### [TASK]
Copy out, unchanged, the rows between the line containing "bridge railing, which" and the line containing "pixel 621 276", including both of those lines.

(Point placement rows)

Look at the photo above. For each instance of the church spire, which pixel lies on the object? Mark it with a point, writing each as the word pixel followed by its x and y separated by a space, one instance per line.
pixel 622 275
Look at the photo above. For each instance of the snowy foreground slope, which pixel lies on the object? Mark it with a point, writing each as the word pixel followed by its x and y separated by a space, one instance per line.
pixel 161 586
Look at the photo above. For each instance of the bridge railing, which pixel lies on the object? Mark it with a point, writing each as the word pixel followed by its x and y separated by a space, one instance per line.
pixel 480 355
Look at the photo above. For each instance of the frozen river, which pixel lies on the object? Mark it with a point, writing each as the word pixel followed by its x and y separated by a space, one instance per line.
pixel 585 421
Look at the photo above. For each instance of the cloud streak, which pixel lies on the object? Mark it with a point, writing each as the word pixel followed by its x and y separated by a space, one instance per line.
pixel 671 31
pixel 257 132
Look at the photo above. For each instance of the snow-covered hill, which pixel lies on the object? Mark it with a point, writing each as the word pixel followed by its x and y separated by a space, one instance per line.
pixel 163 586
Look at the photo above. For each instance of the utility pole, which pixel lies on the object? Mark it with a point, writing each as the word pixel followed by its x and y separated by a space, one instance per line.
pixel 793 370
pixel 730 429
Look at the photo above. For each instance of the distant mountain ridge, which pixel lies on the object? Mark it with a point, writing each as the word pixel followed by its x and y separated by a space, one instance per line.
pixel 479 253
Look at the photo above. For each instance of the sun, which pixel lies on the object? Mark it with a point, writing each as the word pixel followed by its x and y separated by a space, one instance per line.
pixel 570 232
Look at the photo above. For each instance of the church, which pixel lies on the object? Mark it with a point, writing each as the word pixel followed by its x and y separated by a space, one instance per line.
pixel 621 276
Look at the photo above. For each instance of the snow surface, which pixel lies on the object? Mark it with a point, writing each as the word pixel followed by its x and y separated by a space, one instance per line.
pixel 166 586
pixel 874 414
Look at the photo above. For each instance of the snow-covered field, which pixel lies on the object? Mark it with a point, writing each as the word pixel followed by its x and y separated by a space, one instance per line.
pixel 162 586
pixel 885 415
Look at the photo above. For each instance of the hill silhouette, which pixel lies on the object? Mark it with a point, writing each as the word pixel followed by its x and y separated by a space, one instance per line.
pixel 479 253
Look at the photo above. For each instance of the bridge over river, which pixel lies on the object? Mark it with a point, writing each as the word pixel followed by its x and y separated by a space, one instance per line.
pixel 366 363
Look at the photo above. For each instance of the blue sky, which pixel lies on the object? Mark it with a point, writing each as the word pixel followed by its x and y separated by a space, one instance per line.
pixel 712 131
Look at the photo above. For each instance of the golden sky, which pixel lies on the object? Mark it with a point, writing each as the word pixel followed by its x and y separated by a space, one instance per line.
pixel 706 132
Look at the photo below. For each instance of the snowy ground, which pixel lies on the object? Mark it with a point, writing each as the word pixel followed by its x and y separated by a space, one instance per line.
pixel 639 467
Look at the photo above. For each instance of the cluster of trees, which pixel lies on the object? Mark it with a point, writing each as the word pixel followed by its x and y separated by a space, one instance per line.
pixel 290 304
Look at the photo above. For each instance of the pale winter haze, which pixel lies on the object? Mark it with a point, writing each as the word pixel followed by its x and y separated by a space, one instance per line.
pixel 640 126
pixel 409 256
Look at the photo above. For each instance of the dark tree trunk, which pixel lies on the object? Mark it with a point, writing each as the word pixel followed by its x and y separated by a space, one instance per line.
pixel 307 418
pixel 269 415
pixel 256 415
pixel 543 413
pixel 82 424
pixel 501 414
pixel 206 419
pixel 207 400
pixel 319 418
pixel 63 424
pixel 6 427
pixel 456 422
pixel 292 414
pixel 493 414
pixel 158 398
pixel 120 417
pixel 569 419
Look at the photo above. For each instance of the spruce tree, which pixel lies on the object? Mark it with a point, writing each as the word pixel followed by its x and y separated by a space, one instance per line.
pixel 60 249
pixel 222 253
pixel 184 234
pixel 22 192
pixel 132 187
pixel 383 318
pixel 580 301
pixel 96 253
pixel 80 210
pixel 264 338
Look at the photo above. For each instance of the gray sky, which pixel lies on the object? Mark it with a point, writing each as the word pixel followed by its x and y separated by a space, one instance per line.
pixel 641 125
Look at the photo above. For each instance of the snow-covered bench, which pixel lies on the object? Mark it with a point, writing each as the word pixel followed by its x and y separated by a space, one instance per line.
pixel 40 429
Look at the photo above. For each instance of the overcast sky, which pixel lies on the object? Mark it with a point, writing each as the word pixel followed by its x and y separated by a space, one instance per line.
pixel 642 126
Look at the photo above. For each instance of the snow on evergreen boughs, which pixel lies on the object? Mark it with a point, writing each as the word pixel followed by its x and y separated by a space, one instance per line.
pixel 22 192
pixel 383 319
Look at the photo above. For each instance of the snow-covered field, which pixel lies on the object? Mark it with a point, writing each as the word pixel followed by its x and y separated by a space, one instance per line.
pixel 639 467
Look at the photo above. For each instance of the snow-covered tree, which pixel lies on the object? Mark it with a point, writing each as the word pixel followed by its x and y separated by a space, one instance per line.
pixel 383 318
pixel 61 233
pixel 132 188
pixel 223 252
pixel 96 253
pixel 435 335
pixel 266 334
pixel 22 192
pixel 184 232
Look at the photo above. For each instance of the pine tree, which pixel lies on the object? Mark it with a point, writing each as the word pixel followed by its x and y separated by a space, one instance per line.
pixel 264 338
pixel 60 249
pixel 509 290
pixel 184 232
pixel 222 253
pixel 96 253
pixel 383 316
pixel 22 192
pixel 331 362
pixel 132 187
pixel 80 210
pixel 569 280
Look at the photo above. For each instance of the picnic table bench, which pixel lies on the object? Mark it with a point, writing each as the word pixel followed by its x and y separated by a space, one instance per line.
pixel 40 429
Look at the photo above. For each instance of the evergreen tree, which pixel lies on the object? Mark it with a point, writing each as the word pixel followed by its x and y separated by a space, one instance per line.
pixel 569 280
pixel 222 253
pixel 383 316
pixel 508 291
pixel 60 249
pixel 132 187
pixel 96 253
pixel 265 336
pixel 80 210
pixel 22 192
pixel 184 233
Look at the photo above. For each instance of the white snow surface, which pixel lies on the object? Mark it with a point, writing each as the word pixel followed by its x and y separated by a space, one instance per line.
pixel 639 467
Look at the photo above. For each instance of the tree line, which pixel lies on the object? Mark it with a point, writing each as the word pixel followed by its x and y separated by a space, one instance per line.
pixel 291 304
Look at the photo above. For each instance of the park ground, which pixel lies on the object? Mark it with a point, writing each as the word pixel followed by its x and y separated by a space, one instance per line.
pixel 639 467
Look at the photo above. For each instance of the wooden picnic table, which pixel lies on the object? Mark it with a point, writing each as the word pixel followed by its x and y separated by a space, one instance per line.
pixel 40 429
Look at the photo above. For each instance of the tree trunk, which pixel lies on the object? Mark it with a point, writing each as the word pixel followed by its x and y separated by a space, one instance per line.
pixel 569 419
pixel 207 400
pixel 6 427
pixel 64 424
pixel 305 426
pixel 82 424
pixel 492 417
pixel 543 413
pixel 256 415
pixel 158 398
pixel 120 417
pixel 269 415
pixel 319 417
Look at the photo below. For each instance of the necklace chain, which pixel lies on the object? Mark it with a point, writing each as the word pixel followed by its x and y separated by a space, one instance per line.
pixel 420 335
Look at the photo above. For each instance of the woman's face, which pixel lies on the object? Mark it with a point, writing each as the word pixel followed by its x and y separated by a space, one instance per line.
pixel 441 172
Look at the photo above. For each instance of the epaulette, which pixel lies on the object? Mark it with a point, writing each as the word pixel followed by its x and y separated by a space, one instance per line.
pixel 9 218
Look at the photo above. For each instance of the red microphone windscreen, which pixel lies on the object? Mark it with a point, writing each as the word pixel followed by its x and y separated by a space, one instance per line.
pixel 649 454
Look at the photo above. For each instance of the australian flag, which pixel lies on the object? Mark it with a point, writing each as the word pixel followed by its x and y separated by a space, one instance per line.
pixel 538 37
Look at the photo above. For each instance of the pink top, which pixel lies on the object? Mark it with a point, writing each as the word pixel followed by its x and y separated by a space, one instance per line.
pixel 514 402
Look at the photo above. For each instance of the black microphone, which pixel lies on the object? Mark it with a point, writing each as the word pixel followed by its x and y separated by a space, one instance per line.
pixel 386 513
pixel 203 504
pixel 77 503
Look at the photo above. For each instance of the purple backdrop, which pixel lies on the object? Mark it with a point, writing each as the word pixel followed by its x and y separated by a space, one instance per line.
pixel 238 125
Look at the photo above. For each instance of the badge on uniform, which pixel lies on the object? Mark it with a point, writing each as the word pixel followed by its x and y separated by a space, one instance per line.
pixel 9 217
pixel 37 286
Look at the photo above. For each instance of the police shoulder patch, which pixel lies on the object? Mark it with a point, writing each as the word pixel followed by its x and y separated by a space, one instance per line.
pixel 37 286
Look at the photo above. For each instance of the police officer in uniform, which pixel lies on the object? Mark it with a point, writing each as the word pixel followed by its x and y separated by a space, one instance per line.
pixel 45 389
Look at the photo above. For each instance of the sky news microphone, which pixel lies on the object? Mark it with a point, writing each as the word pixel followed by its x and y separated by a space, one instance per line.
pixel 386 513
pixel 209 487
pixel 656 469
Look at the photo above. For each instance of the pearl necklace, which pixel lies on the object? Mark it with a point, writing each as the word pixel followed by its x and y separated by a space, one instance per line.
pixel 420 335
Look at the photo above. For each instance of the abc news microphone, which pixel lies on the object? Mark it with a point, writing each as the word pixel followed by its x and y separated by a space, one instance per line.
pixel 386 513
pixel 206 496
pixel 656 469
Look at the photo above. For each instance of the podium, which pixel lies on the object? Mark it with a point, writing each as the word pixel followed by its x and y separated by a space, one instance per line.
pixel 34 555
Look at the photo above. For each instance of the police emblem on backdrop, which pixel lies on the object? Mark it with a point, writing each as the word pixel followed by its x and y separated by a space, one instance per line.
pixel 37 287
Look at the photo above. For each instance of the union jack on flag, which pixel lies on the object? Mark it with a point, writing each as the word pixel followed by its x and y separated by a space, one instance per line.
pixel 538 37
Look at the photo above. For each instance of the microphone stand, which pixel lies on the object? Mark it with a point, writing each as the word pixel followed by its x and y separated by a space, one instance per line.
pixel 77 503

### [THE ANSWER]
Look at the photo above. For each instance of the bridge railing, which pixel lies on the object? Mark it with a point, writing each as the word pixel followed by its x and y separated by a space, one instance per line.
pixel 480 355
Look at the photo above. For each instance of the frozen river, which pixel lies on the object? Mark it with a point, writing each as the word pixel followed by its x and y separated by a space, one instance per line.
pixel 585 421
Look at the photo above. For each instance of the cloud streak, which pixel lies on the object? Mark it with a point, writing each as the word pixel followed by its x and y separated by a space, one instance per line.
pixel 671 31
pixel 257 132
Look at the photo above. For each instance of the snow-covered hill, which pixel lies on the object? Mark it with a point, writing each as the word pixel followed by its x and y separated by a space, one instance per line.
pixel 163 586
Look at the photo above. For each instance of the utility pole, which pixel lies on the object? Mark it with a point, writing each as the word pixel followed by its x and y separated by a space, one instance per line.
pixel 793 370
pixel 730 429
Look at the photo above. For each instance of the distant mountain ridge, which pixel lies on the object? Mark it with a point, writing each as the word pixel followed by its x and y separated by a space, one instance per line.
pixel 479 253
Look at the photo above. For each instance of the sun, which pixel lies on the object? Mark it with a point, writing each as the word pixel followed by its x and y separated by a space, one instance per line.
pixel 570 232
Look at the photo above. For each instance of the church, which pixel lies on the object? Mark it with a point, writing each as the word pixel followed by its x and y separated by a space, one instance per line.
pixel 621 276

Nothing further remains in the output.